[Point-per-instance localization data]
Content starts
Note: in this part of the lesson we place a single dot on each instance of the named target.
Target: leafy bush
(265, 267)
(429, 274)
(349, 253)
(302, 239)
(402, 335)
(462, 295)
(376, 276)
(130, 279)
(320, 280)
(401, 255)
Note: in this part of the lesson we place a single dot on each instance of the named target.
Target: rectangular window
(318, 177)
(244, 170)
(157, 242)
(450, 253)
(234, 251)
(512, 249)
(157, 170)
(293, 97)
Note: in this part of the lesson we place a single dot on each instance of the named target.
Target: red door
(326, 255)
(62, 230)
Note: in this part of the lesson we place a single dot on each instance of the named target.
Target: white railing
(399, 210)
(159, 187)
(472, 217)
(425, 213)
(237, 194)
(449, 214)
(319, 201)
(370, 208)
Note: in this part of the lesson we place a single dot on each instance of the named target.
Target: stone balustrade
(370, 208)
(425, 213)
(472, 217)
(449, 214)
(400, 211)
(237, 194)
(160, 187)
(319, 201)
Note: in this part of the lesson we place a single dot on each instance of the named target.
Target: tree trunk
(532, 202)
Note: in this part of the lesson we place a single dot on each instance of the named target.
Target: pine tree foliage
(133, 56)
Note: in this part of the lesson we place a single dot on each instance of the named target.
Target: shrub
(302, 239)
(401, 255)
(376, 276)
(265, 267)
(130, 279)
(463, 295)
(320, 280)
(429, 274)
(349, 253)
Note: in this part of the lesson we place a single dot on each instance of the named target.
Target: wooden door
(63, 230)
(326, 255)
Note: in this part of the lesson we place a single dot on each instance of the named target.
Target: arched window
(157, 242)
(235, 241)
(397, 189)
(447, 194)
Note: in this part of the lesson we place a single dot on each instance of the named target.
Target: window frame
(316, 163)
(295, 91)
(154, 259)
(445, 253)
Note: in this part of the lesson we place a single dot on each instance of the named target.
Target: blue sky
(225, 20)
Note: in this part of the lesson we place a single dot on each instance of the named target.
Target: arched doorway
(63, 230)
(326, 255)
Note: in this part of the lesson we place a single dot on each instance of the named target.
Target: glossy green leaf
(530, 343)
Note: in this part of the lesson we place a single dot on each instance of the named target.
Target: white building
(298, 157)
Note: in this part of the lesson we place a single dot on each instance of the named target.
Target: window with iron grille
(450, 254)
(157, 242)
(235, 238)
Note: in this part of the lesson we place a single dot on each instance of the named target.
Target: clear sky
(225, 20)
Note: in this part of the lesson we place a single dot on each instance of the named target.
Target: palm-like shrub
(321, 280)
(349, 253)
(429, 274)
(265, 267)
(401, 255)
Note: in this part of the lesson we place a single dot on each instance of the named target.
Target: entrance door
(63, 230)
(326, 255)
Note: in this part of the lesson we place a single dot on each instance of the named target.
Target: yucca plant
Content ends
◆ **Work required**: Each entry above is to be transcribed without alteration.

◆ **Answer area**:
Note: in this part of the lesson we place a single dot on each instance of the named target.
Target: leafy bush
(265, 267)
(429, 274)
(349, 253)
(302, 239)
(402, 335)
(462, 295)
(376, 276)
(130, 279)
(320, 280)
(401, 255)
Note: in this part of the lesson we place a single dot on each instance of the named target.
Target: rectangular window
(318, 177)
(244, 170)
(157, 242)
(450, 253)
(234, 251)
(512, 249)
(157, 170)
(293, 97)
Note: in this part of the lesson we place a single dot on each instance of the named target.
Target: red door
(326, 255)
(62, 230)
Note: in this part of the lesson we place a single dot on each instance of the named target.
Target: white railing
(399, 210)
(159, 187)
(472, 217)
(425, 213)
(237, 194)
(449, 214)
(319, 201)
(370, 208)
Note: in this part of the lesson we place a single dot on each instance of the named target.
Target: stone balustrade
(370, 208)
(425, 213)
(472, 217)
(449, 214)
(400, 211)
(237, 194)
(160, 187)
(319, 201)
Note: in this part of the lesson we place a single dot on each instance of the named target.
Target: tree trunk
(532, 202)
Note: in this part of the lesson we place a single dot on each instance of the named target.
Target: pine tree foliage
(133, 56)
Note: in this part of the lesson we place a single dot on each instance of the named target.
Target: shrub
(302, 239)
(401, 255)
(376, 276)
(265, 267)
(130, 279)
(463, 295)
(320, 280)
(429, 274)
(349, 253)
Note: in this part of the lesson we place a single dot on each instance of the named target.
Target: wooden door
(63, 230)
(326, 255)
Note: in this part of the lesson we place a single dot on each instance of the named target.
Target: arched window
(157, 242)
(235, 241)
(397, 189)
(447, 194)
Note: in this part of the lesson we place a single dot on each instance of the named target.
Target: window frame
(316, 163)
(295, 91)
(154, 259)
(445, 253)
Note: in this part of the lesson we place a single dot on each instance of the named target.
Target: blue sky
(225, 20)
Note: in this part of the lesson we place a single dot on each instance of the named target.
Target: arched doorway
(63, 230)
(326, 255)
Note: in this part of the lesson we place a single dot on each instance of the named target.
Target: glossy green leaf
(530, 343)
Note: in this part of the lesson we place a single dot on each instance of the named target.
Target: white building
(298, 157)
Note: in this part of the lesson we place a single dot on each instance of the named target.
Target: window with iron grille
(450, 254)
(157, 242)
(235, 238)
Note: in this part of the lesson we place a single dot on each instance of the named target.
Target: clear sky
(225, 20)
Note: in this part of the lesson we place a single dot on each instance of the named target.
Target: palm-like shrub
(321, 280)
(349, 253)
(429, 274)
(265, 267)
(401, 255)
Note: in this part of the lesson we place a single dot on each instance of the named target.
Target: entrance door
(63, 230)
(326, 255)
Note: in this part of the lesson we place a single dot on each instance of the named target.
Target: yucca plant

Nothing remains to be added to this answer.